Problem statement> Write out the material exactly, without any of its pictures.

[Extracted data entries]

------

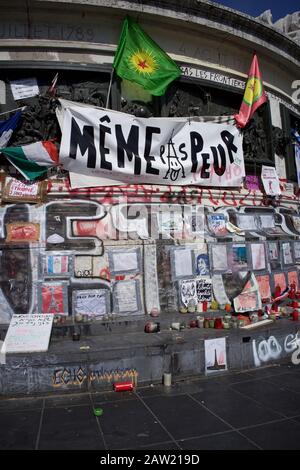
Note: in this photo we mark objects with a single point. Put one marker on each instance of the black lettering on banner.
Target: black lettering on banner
(85, 141)
(228, 139)
(148, 141)
(219, 169)
(205, 165)
(196, 147)
(183, 152)
(104, 150)
(130, 147)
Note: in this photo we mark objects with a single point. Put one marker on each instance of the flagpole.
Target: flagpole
(109, 87)
(12, 110)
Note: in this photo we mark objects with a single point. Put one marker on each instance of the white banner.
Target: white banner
(163, 151)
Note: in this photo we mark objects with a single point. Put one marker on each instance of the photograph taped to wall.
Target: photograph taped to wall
(246, 222)
(122, 261)
(293, 278)
(257, 255)
(204, 289)
(217, 224)
(187, 292)
(56, 265)
(296, 250)
(264, 285)
(24, 191)
(91, 302)
(286, 253)
(127, 297)
(202, 260)
(215, 355)
(237, 257)
(22, 232)
(218, 257)
(266, 221)
(53, 297)
(278, 280)
(182, 263)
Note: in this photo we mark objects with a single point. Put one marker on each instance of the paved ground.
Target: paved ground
(258, 409)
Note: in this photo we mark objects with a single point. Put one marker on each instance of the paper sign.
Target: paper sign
(270, 180)
(25, 88)
(28, 333)
(215, 355)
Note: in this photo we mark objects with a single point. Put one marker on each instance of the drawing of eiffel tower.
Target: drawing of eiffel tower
(53, 304)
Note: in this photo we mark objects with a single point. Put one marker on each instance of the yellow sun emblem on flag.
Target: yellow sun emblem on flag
(143, 62)
(253, 90)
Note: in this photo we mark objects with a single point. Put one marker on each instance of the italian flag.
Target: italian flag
(32, 160)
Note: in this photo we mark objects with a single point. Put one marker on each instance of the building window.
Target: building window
(290, 120)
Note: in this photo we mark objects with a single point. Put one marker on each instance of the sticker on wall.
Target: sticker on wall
(202, 261)
(257, 256)
(127, 297)
(182, 263)
(218, 257)
(264, 286)
(56, 265)
(215, 355)
(204, 290)
(237, 257)
(92, 302)
(124, 261)
(22, 232)
(53, 297)
(217, 224)
(296, 251)
(287, 254)
(188, 292)
(23, 191)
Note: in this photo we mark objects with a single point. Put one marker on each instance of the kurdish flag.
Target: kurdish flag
(32, 160)
(254, 95)
(139, 59)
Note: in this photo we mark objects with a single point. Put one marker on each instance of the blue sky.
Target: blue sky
(253, 7)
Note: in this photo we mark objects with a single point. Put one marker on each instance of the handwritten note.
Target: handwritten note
(28, 333)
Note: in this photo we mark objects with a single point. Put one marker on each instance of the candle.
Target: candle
(123, 386)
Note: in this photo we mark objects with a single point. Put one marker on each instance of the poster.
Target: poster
(258, 256)
(126, 297)
(25, 88)
(263, 281)
(204, 290)
(296, 247)
(215, 355)
(53, 298)
(246, 222)
(237, 257)
(91, 302)
(293, 277)
(124, 261)
(286, 250)
(188, 292)
(218, 256)
(270, 180)
(202, 261)
(56, 265)
(182, 261)
(279, 280)
(162, 151)
(217, 224)
(28, 333)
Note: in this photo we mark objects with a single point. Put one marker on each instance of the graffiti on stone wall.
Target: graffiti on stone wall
(77, 376)
(271, 349)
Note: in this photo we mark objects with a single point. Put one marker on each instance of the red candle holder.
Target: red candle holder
(123, 386)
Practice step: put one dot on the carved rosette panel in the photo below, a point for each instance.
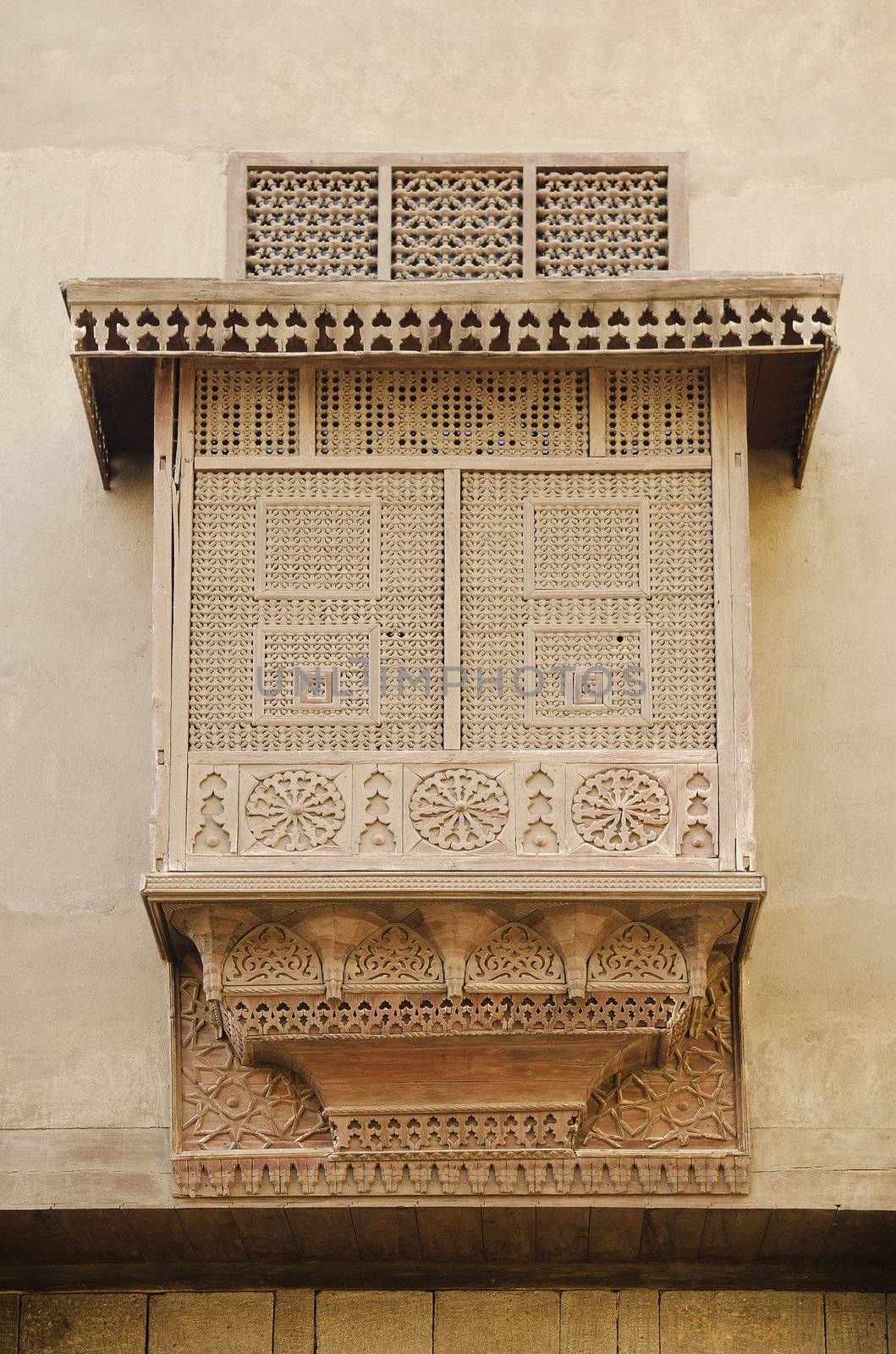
(638, 954)
(394, 958)
(226, 1108)
(620, 810)
(459, 809)
(295, 812)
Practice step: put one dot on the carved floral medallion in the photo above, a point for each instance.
(459, 809)
(295, 810)
(620, 810)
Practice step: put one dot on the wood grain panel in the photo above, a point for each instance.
(855, 1324)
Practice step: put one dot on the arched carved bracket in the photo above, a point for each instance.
(512, 1067)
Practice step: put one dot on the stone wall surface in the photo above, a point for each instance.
(582, 1322)
(117, 119)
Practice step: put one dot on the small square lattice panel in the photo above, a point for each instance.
(585, 550)
(478, 413)
(311, 223)
(456, 223)
(317, 548)
(239, 412)
(658, 412)
(602, 221)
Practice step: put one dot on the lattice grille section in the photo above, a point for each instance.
(228, 614)
(311, 223)
(239, 412)
(602, 221)
(456, 223)
(460, 412)
(657, 412)
(677, 616)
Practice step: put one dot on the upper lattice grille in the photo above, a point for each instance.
(602, 221)
(460, 221)
(245, 412)
(456, 223)
(466, 412)
(657, 410)
(311, 223)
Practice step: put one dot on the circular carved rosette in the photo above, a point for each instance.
(459, 809)
(295, 810)
(620, 810)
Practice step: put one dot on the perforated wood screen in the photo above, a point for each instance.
(447, 220)
(439, 410)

------

Answer to this problem>
Note: in this photo we mark objects with a single point. Put one marker on each instance of the black lettering on banner.
Target: black lettering on banner
(85, 141)
(228, 139)
(148, 141)
(219, 169)
(205, 165)
(196, 147)
(183, 152)
(104, 150)
(130, 147)
Note: in this photo we mark objects with a single point. Put one marker on each instance of the flagpole.
Target: flagpole
(109, 87)
(12, 110)
Note: in this photo we mark objects with a single point. Put one marker on each instance of the white banner.
Target: white banner
(163, 151)
Note: in this photo we mark objects with a single point. Put one marker on each instance of the photograph taped to wall.
Target: photograph taped to wall
(246, 222)
(122, 261)
(293, 278)
(257, 255)
(204, 289)
(217, 224)
(187, 292)
(56, 265)
(296, 250)
(264, 285)
(24, 191)
(91, 302)
(286, 253)
(127, 297)
(202, 260)
(215, 355)
(237, 257)
(22, 232)
(218, 257)
(266, 221)
(53, 297)
(278, 280)
(182, 263)
Note: in this photo we mark objects with a single point. Put one marker on each instance of the paved ground.
Target: paved ground
(258, 409)
Note: in this photo we mark objects with a single point. Put one marker on each instance of the paper sign.
Target: paper sign
(270, 180)
(25, 88)
(28, 333)
(215, 355)
Note: in this photo we mark objects with a single point. Put one marker on each instance of the drawing of eiffel tower.
Target: drawing of eiffel tower
(53, 304)
Note: in this photo we mark objects with a single point. Put one marker on each instance of the yellow sun emblem on flag.
Target: yellow sun emblem on flag
(143, 62)
(253, 90)
Note: in this photo we mark objects with a single point. Put one marker on each instance of the italian flag.
Target: italian flag
(32, 160)
Note: in this photo we mark objects with a single point. Put one marker on each instance of the building window.
Target: building window
(290, 120)
Note: in this photo we mark objects with a single point. Put one marker on each instance of the sticker on wall.
Target: sticker on wall
(202, 261)
(257, 256)
(127, 297)
(182, 263)
(218, 257)
(264, 286)
(56, 265)
(215, 355)
(204, 290)
(237, 257)
(92, 302)
(124, 261)
(22, 232)
(53, 297)
(217, 224)
(296, 251)
(287, 254)
(188, 292)
(23, 191)
Note: in this photo we mark objects with a single point. Put one marker on each instance of the kurdish flag.
Target: kurdish flag
(32, 160)
(254, 95)
(139, 59)
Note: in this photo we mark objects with a single point. Put one marker on each instance of the blue sky.
Target: blue sky
(253, 7)
Note: in this photo we mark objects with a single point. Put one marker on each instance of the handwritten note.
Target: handwritten note
(28, 333)
Note: in this photo we mark objects with a single point. Put one marker on each instance of the candle.
Target: candle
(123, 386)
Note: in this photo we mark objects with a single point. Put one marker on each instance of the poster.
Target: poster
(258, 256)
(126, 297)
(25, 88)
(263, 281)
(204, 290)
(296, 247)
(215, 355)
(53, 298)
(246, 222)
(237, 257)
(91, 302)
(293, 277)
(124, 261)
(286, 250)
(188, 292)
(218, 256)
(270, 180)
(202, 261)
(56, 265)
(182, 261)
(279, 280)
(162, 151)
(217, 224)
(28, 333)
Note: in this photo we mark objects with a single point. Put one marker on each instance of the graffiti on stone wall.
Target: graffiti on stone wall
(77, 376)
(271, 349)
Note: in this photo we mark objects with a single point. Put one marker on each instance of the red candle holder.
Target: red candle holder
(123, 386)
Practice step: put one dot on the carved rosette panel in the photo below, a point for each instance.
(638, 954)
(394, 958)
(226, 1108)
(620, 810)
(459, 809)
(295, 812)
Practice step: put one dot on the carved floral medallion in the photo above, a point for each instance.
(459, 809)
(295, 810)
(620, 810)
Practice step: put one dot on the wood grain panel in the photo above, a point for each instance.
(855, 1324)
Practice step: put one dot on the arched carved bracket in the photo above, a point for each instance.
(512, 1067)
Practice step: put one dot on the stone wall surface in the photo above, a point for each instance.
(582, 1322)
(117, 119)
Practice step: put one dot on the small square lattice panel in the photo above, a point for each instance.
(585, 550)
(478, 413)
(311, 223)
(456, 223)
(317, 548)
(239, 412)
(658, 412)
(602, 221)
Practice step: put one dot on the lattice grille section in the photo above, a point for each instance.
(228, 614)
(311, 223)
(239, 412)
(602, 221)
(456, 223)
(460, 412)
(657, 412)
(677, 616)
Practice step: put one dot on the upper lattice grille in the photo above, a point for each instance.
(602, 221)
(460, 221)
(245, 412)
(456, 223)
(466, 412)
(657, 410)
(311, 223)
Practice step: put one dot on the circular carved rosette in the photo above, a point for each instance.
(459, 809)
(295, 810)
(620, 810)
Practice step: put one dot on the perforated wood screen in the photo above, a point for each instance.
(447, 220)
(439, 410)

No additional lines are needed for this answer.